▸ REQUIREMENTS:
Write out exactly the lines from the one containing "Exercise. Point out the swimming" through the last line of the records below, including both.

▸ TASK MATERIAL:
════
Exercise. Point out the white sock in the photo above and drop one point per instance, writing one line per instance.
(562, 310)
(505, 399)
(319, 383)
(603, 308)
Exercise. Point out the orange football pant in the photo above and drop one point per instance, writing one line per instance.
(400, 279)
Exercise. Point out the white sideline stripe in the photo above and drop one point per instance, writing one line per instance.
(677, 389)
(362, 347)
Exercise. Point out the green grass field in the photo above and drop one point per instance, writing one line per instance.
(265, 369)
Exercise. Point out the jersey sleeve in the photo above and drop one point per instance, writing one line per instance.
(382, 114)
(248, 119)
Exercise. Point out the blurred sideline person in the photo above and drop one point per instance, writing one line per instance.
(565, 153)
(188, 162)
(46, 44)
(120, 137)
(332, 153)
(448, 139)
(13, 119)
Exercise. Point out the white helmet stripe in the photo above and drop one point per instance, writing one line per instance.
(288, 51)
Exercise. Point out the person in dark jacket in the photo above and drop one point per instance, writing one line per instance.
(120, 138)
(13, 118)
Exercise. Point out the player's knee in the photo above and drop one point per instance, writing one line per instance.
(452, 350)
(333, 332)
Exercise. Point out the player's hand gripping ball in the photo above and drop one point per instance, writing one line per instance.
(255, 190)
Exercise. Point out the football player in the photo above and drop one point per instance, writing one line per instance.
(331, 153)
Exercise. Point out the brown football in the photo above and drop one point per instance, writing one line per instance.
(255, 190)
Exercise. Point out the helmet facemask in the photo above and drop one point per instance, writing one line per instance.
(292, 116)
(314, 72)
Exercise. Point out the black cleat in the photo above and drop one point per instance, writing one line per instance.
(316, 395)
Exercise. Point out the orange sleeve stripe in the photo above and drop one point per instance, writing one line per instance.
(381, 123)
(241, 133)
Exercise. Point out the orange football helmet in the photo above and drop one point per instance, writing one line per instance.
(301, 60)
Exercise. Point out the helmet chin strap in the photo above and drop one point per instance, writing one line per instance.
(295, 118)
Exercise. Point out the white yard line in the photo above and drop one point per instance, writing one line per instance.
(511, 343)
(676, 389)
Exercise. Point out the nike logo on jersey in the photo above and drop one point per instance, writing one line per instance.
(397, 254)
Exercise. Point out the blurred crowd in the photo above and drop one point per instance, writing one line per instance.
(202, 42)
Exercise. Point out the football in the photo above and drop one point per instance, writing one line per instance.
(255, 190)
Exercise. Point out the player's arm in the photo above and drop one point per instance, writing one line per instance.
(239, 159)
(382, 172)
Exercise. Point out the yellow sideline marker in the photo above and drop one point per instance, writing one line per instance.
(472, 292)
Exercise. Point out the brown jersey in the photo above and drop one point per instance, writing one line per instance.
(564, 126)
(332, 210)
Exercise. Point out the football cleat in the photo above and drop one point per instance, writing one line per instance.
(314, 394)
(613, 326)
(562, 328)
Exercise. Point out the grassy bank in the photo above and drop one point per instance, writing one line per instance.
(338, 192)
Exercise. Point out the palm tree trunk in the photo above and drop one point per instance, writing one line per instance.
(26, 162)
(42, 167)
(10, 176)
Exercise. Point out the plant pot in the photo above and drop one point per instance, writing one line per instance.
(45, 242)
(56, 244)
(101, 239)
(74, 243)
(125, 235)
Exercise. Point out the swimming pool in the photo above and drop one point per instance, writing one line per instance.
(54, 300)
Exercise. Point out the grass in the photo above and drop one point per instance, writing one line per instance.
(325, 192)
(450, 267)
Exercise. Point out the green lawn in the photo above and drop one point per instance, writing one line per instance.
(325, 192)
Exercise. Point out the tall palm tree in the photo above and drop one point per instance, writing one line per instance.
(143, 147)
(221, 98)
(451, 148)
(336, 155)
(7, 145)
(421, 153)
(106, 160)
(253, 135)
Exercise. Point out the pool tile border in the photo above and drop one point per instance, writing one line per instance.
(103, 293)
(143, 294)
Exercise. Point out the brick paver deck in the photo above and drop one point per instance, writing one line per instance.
════
▸ EXPECTED ANSWER:
Exercise. Point out the swimming pool in the photo above and drop one point per instance, writing one line per instance.
(54, 300)
Exercise. Point out the grass in the photo above and drop one point per instance, writing one line per instance.
(325, 192)
(450, 267)
Exercise. Point out the green lawn in the photo above and drop one point per instance, writing one line per instance.
(325, 192)
Exercise. Point out the tall palm tree in the photo above and drop one point per instance, writing one line per instance.
(143, 147)
(221, 98)
(451, 148)
(336, 155)
(7, 145)
(421, 153)
(106, 160)
(253, 135)
Exercise. Point out the pool tile border in the photo above and drop one point per instance, writing one line per instance.
(103, 293)
(143, 294)
Exercise. Point out the brick paver deck in the photo above and drop one point per instance, writing one line per instance.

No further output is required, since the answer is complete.